**Problem details**. Reprint all of the data below exactly as shown and skip every image.

*** Data to process Section Begins ***

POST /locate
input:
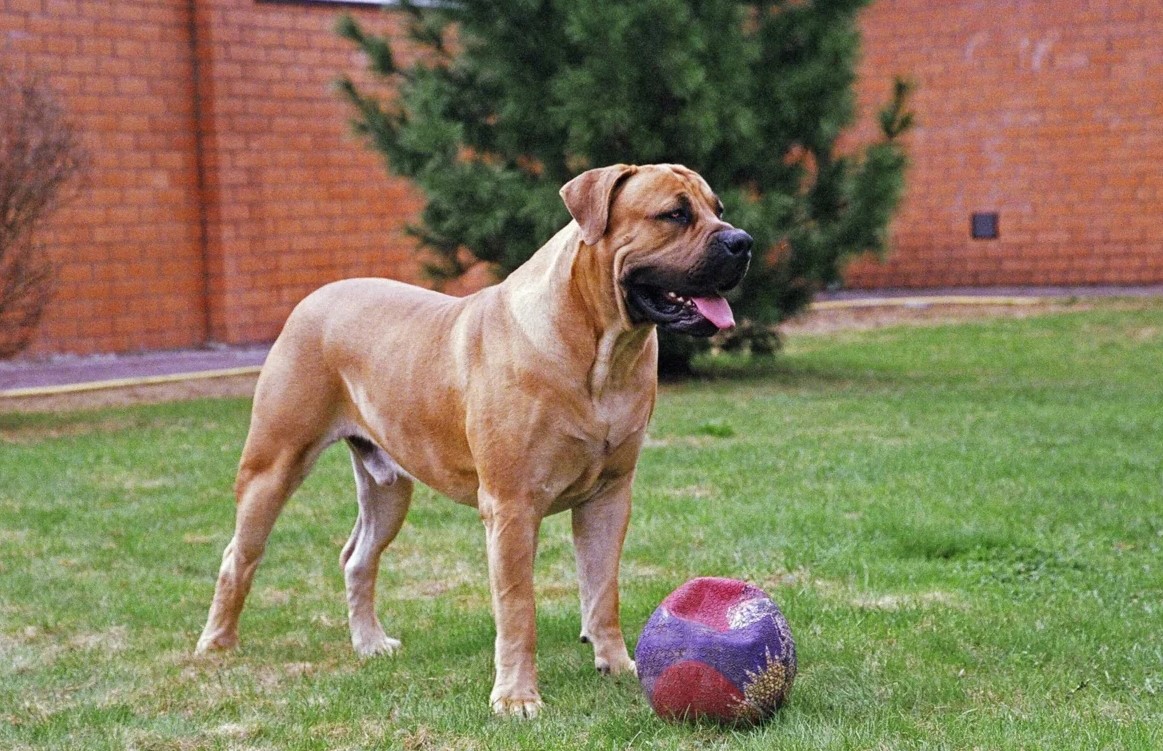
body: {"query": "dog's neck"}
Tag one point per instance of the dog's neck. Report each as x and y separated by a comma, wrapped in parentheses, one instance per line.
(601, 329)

*** Data to process Section Ends ***

**Written answer**.
POST /locate
input:
body: {"query": "dog's neck"}
Tag one point per instance of the dog's neck. Report each as x and y separated by a comma, wrapped in parentheses, one instance per line.
(601, 329)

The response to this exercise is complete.